## Enunciado:
Reproduza fielmente o trecho do texto sobre retrowave que vai de "Se até algumas" até "partir de agora.".

## Página:

Você não precisa passar muito tempo exposto ao retrowave para sacar que a cultura automotiva também exerce forte influência no gênero. É fácil entender o motivo: os carros de uma determinada década são uma boa forma de compreendê-la, pois eles acabam refletindo, de diferentes formas, as características daquele período. Seja através de suas linhas, seja por seus recursos técnicos, ou até mesmo graças às fotos de divulgação e comerciais dos carros. Ou seja: se a proposta do retrowave é resgatar a estética dos anos 80, inevitavelmente os automóveis dos anos 80 são usados para construir esta estética. É só pensar na importância que os carros têm em alguns filmes da época, como o DeLorean de “De Volta para o Futuro” ou o KITT de “A Super Máquina”. Ou na trilha sonora de OutRun, clássico da Sega para arcades e Mega Drive cuja trilha sonora até ajudou a batizar o gênero.
Se até algumas décadas atrás, o rock and roll e suas vertentes eram a escolha número 1 na hora de montar uma playlist para ouvir no carro, hoje em dia muitos se renderam ao retrowave – falo por experiência própria, como adolescente que cresceu ouvindo hard rock e heavy metal e hoje não passa um dia sem sua dose diária de sintetizadores. Aliás, também não é por acaso que a trilha sonora do nosso quadro FlatOut Midnight (ainda não se inscreveu no canal do FO! no Youtube?) é quase 100% composta de retrowave.
Foi pensando nisso, e também ouvindo sugestões de vocês, que decidimos retomar nossa série de playlists para ouvir no carro – ou Músicas para Guiar – com uma seleção especial de retrowave/synthwave/outrun electro que você confere a partir de agora.

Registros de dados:

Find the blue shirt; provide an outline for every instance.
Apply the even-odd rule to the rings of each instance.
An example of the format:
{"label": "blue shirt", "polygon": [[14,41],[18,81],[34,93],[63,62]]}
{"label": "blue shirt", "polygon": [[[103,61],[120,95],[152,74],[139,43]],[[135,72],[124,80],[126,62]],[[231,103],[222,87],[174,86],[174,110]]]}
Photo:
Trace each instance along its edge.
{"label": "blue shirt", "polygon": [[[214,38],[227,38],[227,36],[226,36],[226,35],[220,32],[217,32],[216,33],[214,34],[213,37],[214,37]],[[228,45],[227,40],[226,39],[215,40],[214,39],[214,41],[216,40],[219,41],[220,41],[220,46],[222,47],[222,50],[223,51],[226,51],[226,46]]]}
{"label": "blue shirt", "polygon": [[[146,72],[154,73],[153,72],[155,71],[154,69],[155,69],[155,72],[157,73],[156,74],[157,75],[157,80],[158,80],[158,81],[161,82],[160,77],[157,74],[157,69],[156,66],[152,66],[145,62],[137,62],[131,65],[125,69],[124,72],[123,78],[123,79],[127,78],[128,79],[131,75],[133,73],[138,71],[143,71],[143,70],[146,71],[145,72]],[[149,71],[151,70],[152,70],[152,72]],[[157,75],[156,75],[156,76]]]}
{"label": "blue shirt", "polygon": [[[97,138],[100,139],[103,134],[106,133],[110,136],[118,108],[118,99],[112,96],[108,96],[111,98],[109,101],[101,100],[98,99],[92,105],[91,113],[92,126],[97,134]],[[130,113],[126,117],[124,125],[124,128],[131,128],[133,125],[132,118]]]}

## Resultado:
Se até algumas décadas atrás, o rock and roll e suas vertentes eram a escolha número 1 na hora de montar uma playlist para ouvir no carro, hoje em dia muitos se renderam ao retrowave – falo por experiência própria, como adolescente que cresceu ouvindo hard rock e heavy metal e hoje não passa um dia sem sua dose diária de sintetizadores. Aliás, também não é por acaso que a trilha sonora do nosso quadro FlatOut Midnight (ainda não se inscreveu no canal do FO! no Youtube?) é quase 100% composta de retrowave.
Foi pensando nisso, e também ouvindo sugestões de vocês, que decidimos retomar nossa série de playlists para ouvir no carro – ou Músicas para Guiar – com uma seleção especial de retrowave/synthwave/outrun electro que você confere a partir de agora.